» **Written task**: Copy the material from its first line through the line containing "152 104 L 155", changing every "white top" to "striped top" and keeping everything else the same. Leave out the pictures.

» **Dataset entries**:
-=-=-=-=-
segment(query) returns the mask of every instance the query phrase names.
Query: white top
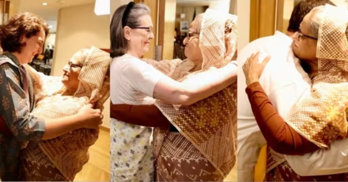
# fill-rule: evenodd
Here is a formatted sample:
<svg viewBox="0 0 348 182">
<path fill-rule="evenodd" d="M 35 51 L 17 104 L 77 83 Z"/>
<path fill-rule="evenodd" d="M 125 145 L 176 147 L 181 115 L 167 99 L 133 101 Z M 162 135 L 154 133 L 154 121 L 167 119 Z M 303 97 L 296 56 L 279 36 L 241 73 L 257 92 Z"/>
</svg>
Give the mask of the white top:
<svg viewBox="0 0 348 182">
<path fill-rule="evenodd" d="M 152 104 L 155 85 L 161 79 L 169 78 L 128 54 L 114 58 L 110 70 L 110 97 L 113 104 Z"/>
<path fill-rule="evenodd" d="M 288 40 L 286 40 L 286 39 Z M 298 60 L 293 55 L 290 46 L 291 42 L 290 38 L 286 38 L 285 34 L 277 32 L 274 36 L 253 41 L 238 53 L 240 65 L 244 64 L 251 54 L 257 51 L 261 51 L 261 53 L 271 56 L 259 82 L 272 104 L 284 118 L 287 118 L 291 113 L 296 102 L 310 94 L 310 80 L 300 67 Z M 282 50 L 286 46 L 288 46 L 290 51 L 286 61 L 284 58 L 275 58 L 277 55 L 285 54 Z M 260 61 L 263 60 L 263 57 L 261 57 L 265 56 L 260 56 Z M 276 61 L 279 64 L 274 63 Z M 291 62 L 293 63 L 291 64 Z M 283 65 L 282 65 L 282 63 Z M 255 119 L 250 103 L 247 102 L 248 100 L 245 91 L 246 87 L 245 78 L 242 69 L 239 70 L 238 77 L 238 81 L 240 82 L 238 84 L 238 139 L 239 140 L 240 137 L 242 142 L 241 144 L 239 142 L 238 143 L 239 151 L 246 142 L 249 142 L 250 140 L 255 139 L 264 140 L 264 138 L 263 136 L 259 136 L 262 139 L 258 137 L 249 139 L 250 133 L 239 132 L 240 130 L 245 130 L 245 128 L 255 127 L 255 125 L 256 127 L 258 126 L 255 121 L 254 121 L 254 124 L 252 124 L 252 120 L 254 121 Z M 257 129 L 259 129 L 258 128 Z M 250 146 L 248 147 L 250 148 Z M 334 141 L 330 145 L 329 150 L 318 150 L 302 156 L 285 156 L 289 165 L 297 174 L 301 176 L 315 176 L 348 172 L 347 155 L 348 139 L 346 139 Z M 238 157 L 242 156 L 241 155 Z M 335 160 L 332 160 L 332 157 L 334 157 Z M 238 158 L 238 162 L 240 161 Z M 247 166 L 248 164 L 245 164 Z M 253 180 L 253 174 L 251 173 L 250 175 Z"/>
<path fill-rule="evenodd" d="M 291 39 L 277 31 L 274 35 L 259 39 L 238 51 L 237 61 L 243 65 L 252 54 L 260 52 L 259 61 L 267 55 L 271 59 L 259 82 L 280 115 L 287 118 L 296 103 L 306 91 L 311 81 L 293 55 Z M 266 141 L 253 114 L 247 95 L 242 66 L 238 71 L 238 181 L 254 180 L 254 167 L 261 147 Z"/>
<path fill-rule="evenodd" d="M 256 40 L 238 53 L 238 65 L 243 65 L 252 54 L 260 52 L 261 62 L 267 55 L 271 56 L 259 82 L 279 114 L 286 118 L 291 113 L 296 102 L 306 90 L 310 91 L 311 82 L 308 74 L 293 55 L 291 38 L 277 31 L 274 35 Z M 241 67 L 241 66 L 240 66 Z M 242 68 L 238 71 L 238 127 L 246 120 L 256 123 L 251 107 L 245 93 L 245 78 Z M 240 122 L 241 124 L 239 124 Z M 248 133 L 238 133 L 239 136 Z M 238 149 L 239 146 L 238 146 Z"/>
</svg>

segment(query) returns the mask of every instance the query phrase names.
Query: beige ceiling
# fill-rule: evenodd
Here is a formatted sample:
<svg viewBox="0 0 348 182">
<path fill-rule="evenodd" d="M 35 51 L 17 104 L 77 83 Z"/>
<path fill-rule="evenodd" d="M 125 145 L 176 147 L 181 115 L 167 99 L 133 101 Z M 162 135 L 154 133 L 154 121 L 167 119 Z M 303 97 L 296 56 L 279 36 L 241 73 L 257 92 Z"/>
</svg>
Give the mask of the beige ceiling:
<svg viewBox="0 0 348 182">
<path fill-rule="evenodd" d="M 19 11 L 29 11 L 46 20 L 57 21 L 58 11 L 64 7 L 94 3 L 95 0 L 19 0 Z M 47 2 L 47 6 L 43 6 Z"/>
</svg>

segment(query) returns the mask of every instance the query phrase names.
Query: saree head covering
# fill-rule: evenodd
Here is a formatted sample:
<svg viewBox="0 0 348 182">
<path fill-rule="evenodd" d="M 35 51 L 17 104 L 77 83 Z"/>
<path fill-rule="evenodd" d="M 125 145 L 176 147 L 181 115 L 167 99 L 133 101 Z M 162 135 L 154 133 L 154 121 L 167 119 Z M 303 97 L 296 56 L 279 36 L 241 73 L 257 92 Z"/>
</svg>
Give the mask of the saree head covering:
<svg viewBox="0 0 348 182">
<path fill-rule="evenodd" d="M 78 77 L 78 88 L 73 96 L 57 94 L 47 96 L 38 103 L 33 113 L 34 115 L 45 119 L 47 122 L 49 119 L 76 114 L 88 103 L 94 103 L 95 108 L 102 109 L 103 104 L 110 95 L 110 55 L 92 47 L 79 51 L 72 58 L 81 58 L 81 56 L 83 58 L 79 60 L 82 61 L 80 63 L 83 65 Z M 61 90 L 65 89 L 63 88 Z M 88 148 L 96 141 L 98 133 L 97 130 L 79 128 L 52 139 L 41 141 L 39 145 L 66 180 L 72 181 L 88 161 Z M 37 160 L 38 164 L 40 163 L 37 160 L 42 158 L 40 155 L 43 152 L 29 150 L 23 153 L 30 160 Z M 39 166 L 44 167 L 45 164 L 41 164 Z"/>
<path fill-rule="evenodd" d="M 237 16 L 207 9 L 203 15 L 199 40 L 203 58 L 202 69 L 180 78 L 173 78 L 184 81 L 194 78 L 198 72 L 219 68 L 230 62 L 237 48 Z M 175 71 L 180 72 L 181 69 L 179 66 Z M 199 74 L 202 73 L 204 73 Z M 189 106 L 173 105 L 159 100 L 155 104 L 223 178 L 228 174 L 236 161 L 236 81 Z M 160 152 L 163 141 L 168 137 L 167 133 L 167 131 L 156 129 L 155 156 Z M 202 170 L 203 168 L 202 166 Z"/>
<path fill-rule="evenodd" d="M 286 121 L 310 141 L 327 148 L 332 140 L 347 136 L 348 11 L 327 4 L 317 8 L 321 8 L 318 71 L 312 77 L 310 95 Z"/>
</svg>

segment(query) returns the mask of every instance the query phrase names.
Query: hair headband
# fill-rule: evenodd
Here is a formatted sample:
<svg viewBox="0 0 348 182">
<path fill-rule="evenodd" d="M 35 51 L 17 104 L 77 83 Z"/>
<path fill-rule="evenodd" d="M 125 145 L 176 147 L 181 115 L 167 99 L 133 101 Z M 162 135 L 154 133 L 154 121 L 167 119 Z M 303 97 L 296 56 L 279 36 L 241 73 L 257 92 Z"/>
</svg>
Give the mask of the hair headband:
<svg viewBox="0 0 348 182">
<path fill-rule="evenodd" d="M 127 7 L 126 7 L 124 12 L 123 12 L 123 15 L 122 16 L 122 28 L 126 26 L 126 23 L 127 22 L 127 19 L 128 19 L 128 15 L 129 15 L 130 10 L 134 6 L 135 3 L 133 1 L 130 2 L 127 5 Z"/>
</svg>

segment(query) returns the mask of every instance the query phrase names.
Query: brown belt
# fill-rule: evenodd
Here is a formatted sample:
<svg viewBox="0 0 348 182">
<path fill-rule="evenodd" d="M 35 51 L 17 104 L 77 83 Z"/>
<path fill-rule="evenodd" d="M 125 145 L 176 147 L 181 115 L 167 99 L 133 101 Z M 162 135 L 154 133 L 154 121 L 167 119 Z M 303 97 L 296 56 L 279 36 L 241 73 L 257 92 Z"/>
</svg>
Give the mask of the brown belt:
<svg viewBox="0 0 348 182">
<path fill-rule="evenodd" d="M 128 123 L 149 127 L 168 128 L 170 122 L 154 105 L 113 104 L 110 117 Z"/>
</svg>

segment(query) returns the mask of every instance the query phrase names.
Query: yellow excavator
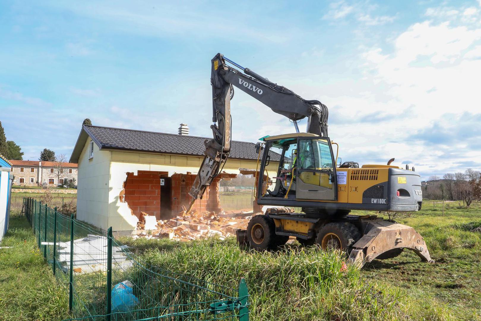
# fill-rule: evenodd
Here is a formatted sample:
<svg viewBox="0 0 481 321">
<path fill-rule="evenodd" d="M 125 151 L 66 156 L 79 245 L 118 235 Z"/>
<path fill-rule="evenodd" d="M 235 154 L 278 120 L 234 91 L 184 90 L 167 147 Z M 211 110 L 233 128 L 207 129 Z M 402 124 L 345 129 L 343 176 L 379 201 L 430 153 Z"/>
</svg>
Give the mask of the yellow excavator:
<svg viewBox="0 0 481 321">
<path fill-rule="evenodd" d="M 214 137 L 204 143 L 205 156 L 189 192 L 192 204 L 202 198 L 228 157 L 230 101 L 235 87 L 288 118 L 296 131 L 266 136 L 256 145 L 260 160 L 257 203 L 276 207 L 253 216 L 247 230 L 237 231 L 239 242 L 256 250 L 273 250 L 293 236 L 305 245 L 345 251 L 349 261 L 360 266 L 375 258 L 394 257 L 405 248 L 433 262 L 422 237 L 413 228 L 376 215 L 350 214 L 352 210 L 418 210 L 422 193 L 420 177 L 414 168 L 392 165 L 393 159 L 387 165 L 361 167 L 354 162 L 341 164 L 339 145 L 328 135 L 325 105 L 304 100 L 220 53 L 211 63 Z M 305 117 L 306 131 L 300 132 L 298 122 Z M 266 172 L 271 162 L 279 164 L 273 180 L 259 174 Z M 295 212 L 291 209 L 294 207 L 302 210 Z"/>
</svg>

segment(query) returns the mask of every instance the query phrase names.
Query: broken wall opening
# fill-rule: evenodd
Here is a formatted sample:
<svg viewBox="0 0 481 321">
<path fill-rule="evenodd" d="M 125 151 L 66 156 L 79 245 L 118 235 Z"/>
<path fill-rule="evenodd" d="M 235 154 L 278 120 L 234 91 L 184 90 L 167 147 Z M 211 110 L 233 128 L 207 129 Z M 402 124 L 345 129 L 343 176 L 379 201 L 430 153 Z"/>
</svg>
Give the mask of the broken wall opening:
<svg viewBox="0 0 481 321">
<path fill-rule="evenodd" d="M 121 201 L 127 203 L 132 214 L 139 220 L 143 219 L 142 212 L 160 219 L 161 185 L 165 183 L 165 180 L 161 180 L 168 175 L 168 172 L 150 170 L 139 170 L 137 175 L 127 173 Z"/>
<path fill-rule="evenodd" d="M 133 215 L 143 221 L 142 212 L 155 216 L 159 219 L 169 219 L 182 212 L 182 206 L 188 207 L 191 198 L 189 192 L 196 174 L 139 170 L 137 175 L 127 173 L 124 190 L 119 195 L 120 201 L 127 203 Z M 230 180 L 237 174 L 221 173 L 207 187 L 202 199 L 197 200 L 192 209 L 218 214 L 223 211 L 219 198 L 219 182 L 221 179 Z"/>
</svg>

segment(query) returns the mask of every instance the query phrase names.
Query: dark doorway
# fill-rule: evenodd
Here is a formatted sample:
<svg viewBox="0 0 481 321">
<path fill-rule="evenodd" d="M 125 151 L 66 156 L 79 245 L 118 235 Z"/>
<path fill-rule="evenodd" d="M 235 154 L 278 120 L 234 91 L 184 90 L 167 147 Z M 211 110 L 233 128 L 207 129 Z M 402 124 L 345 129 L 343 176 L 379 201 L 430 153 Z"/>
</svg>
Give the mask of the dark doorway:
<svg viewBox="0 0 481 321">
<path fill-rule="evenodd" d="M 170 219 L 172 218 L 172 181 L 165 176 L 160 180 L 160 219 Z"/>
</svg>

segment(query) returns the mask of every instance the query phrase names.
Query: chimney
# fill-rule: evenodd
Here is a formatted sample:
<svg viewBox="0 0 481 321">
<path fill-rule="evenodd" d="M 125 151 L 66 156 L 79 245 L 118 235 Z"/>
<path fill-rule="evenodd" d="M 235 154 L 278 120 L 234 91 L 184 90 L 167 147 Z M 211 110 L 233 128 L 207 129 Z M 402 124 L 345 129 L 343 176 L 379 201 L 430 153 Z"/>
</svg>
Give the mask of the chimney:
<svg viewBox="0 0 481 321">
<path fill-rule="evenodd" d="M 189 135 L 189 126 L 187 124 L 181 124 L 179 127 L 179 135 Z"/>
</svg>

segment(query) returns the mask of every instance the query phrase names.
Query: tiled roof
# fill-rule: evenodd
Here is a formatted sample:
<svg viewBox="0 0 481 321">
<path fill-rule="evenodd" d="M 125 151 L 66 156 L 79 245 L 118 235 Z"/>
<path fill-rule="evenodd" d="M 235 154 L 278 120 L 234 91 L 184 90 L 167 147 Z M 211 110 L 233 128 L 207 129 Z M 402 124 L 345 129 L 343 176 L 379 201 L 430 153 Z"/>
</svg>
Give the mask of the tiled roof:
<svg viewBox="0 0 481 321">
<path fill-rule="evenodd" d="M 54 167 L 57 166 L 56 162 L 42 162 L 42 167 Z M 76 163 L 62 163 L 62 167 L 77 167 L 78 164 Z"/>
<path fill-rule="evenodd" d="M 18 161 L 10 160 L 8 161 L 13 166 L 38 166 L 38 161 Z"/>
<path fill-rule="evenodd" d="M 5 158 L 5 157 L 1 154 L 0 154 L 0 158 L 5 161 L 9 165 L 10 165 L 11 166 L 12 166 L 12 163 L 10 162 L 10 161 Z M 0 165 L 0 166 L 1 166 L 1 165 Z"/>
<path fill-rule="evenodd" d="M 83 128 L 101 149 L 127 150 L 203 156 L 205 150 L 204 141 L 209 139 L 198 136 L 100 126 L 84 125 Z M 257 153 L 255 152 L 255 146 L 254 143 L 233 141 L 229 157 L 257 160 Z M 74 154 L 76 154 L 75 150 L 72 154 L 71 161 L 76 160 Z M 272 153 L 271 160 L 278 161 L 280 159 L 279 154 Z"/>
<path fill-rule="evenodd" d="M 8 161 L 13 166 L 39 166 L 38 161 L 18 161 L 11 160 Z M 53 167 L 57 166 L 56 162 L 42 162 L 42 167 Z M 63 167 L 77 167 L 75 163 L 62 163 Z"/>
</svg>

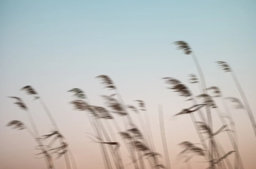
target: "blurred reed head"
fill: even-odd
[[[116,89],[114,82],[108,76],[101,75],[96,76],[95,78],[100,79],[101,81],[101,83],[104,86],[105,88],[110,90]]]
[[[125,139],[131,139],[133,138],[132,136],[129,133],[126,132],[120,132],[119,133],[122,138]]]
[[[192,53],[192,49],[187,42],[183,41],[175,41],[173,43],[177,46],[177,49],[182,51],[184,54],[189,55]]]
[[[87,102],[82,100],[74,100],[69,103],[73,105],[74,110],[79,111],[87,110],[89,107],[89,105]]]
[[[16,100],[17,101],[14,103],[14,104],[17,105],[21,109],[24,110],[25,111],[28,110],[28,108],[21,98],[18,97],[13,96],[8,96],[8,97],[14,99]]]
[[[209,126],[205,123],[201,121],[197,121],[196,122],[197,125],[200,130],[203,132],[202,133],[205,133],[209,137],[211,137],[213,136],[214,133],[212,131]]]
[[[139,139],[142,139],[143,138],[143,135],[142,133],[137,128],[133,128],[127,130],[127,132],[130,132],[132,134],[133,137],[134,138]]]
[[[213,91],[213,93],[215,95],[212,97],[221,97],[222,96],[222,93],[220,89],[217,86],[212,86],[206,88],[206,90],[212,90]]]
[[[24,91],[26,94],[29,95],[36,95],[38,93],[36,90],[31,86],[25,86],[20,89],[20,90]]]
[[[123,106],[116,99],[109,96],[101,96],[105,100],[105,104],[111,109],[112,112],[121,116],[126,116],[127,113],[124,109]]]
[[[203,104],[207,105],[207,106],[212,108],[218,107],[211,97],[208,94],[201,94],[197,96],[196,97],[202,99]]]
[[[72,96],[79,99],[84,99],[87,98],[85,93],[83,91],[79,88],[73,88],[67,92],[73,93],[73,95]]]
[[[131,110],[136,113],[137,114],[140,113],[138,109],[134,106],[130,105],[126,105],[126,107],[128,109]]]
[[[137,151],[145,151],[150,150],[149,148],[144,143],[140,141],[131,141],[129,143],[132,147]]]
[[[188,75],[189,78],[188,82],[190,83],[200,83],[199,79],[195,74],[189,74]]]
[[[235,103],[236,104],[236,105],[234,106],[235,108],[242,109],[244,109],[245,108],[244,106],[242,103],[242,102],[237,98],[234,97],[225,97],[225,98],[229,100],[231,102]]]
[[[217,66],[220,68],[222,70],[224,71],[224,72],[232,72],[232,69],[229,65],[227,62],[224,61],[218,61],[216,62],[217,63]]]
[[[26,128],[25,124],[21,121],[13,120],[9,122],[6,125],[6,127],[11,127],[12,128],[18,130],[23,130]]]
[[[173,77],[163,77],[162,79],[164,81],[164,83],[170,87],[167,88],[173,90],[180,96],[189,97],[192,96],[190,90],[187,86],[178,80]]]
[[[134,100],[134,102],[136,102],[138,105],[139,107],[140,108],[140,109],[143,111],[145,111],[146,110],[146,104],[145,102],[141,100]]]
[[[113,119],[114,117],[107,109],[103,107],[92,106],[97,112],[98,117],[104,119]]]

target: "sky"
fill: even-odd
-=-=-=-=-
» **Answer to the problem**:
segment(query) returns the mask of every instance the query phrase names.
Query: striped top
# fill-rule: evenodd
Here is a formatted sample:
<svg viewBox="0 0 348 182">
<path fill-rule="evenodd" d="M 35 51 L 17 104 L 77 83 Z"/>
<path fill-rule="evenodd" d="M 125 145 L 176 147 L 181 115 L 167 99 L 133 101 Z M 162 135 L 154 133 L 154 121 L 167 119 Z M 303 97 L 296 56 L 279 36 L 241 73 L 257 92 Z"/>
</svg>
Give the mask of the striped top:
<svg viewBox="0 0 348 182">
<path fill-rule="evenodd" d="M 152 104 L 155 85 L 161 79 L 169 78 L 128 54 L 114 58 L 110 70 L 110 97 L 113 104 Z"/>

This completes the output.